#### TASK DESCRIPTION
When you answer, restate the entries below without altering anything.

Dataset entries:
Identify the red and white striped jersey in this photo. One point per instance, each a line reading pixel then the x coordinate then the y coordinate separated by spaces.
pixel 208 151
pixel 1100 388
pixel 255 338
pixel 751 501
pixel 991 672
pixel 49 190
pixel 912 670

#### RESPONSE FOR THIS EXERCISE
Identify the red and white striped jersey in this photo. One point per instance, each a line reading pixel then the x coordinate then the y coordinate separated by spaces.
pixel 208 151
pixel 1100 388
pixel 255 338
pixel 751 501
pixel 991 672
pixel 49 190
pixel 912 670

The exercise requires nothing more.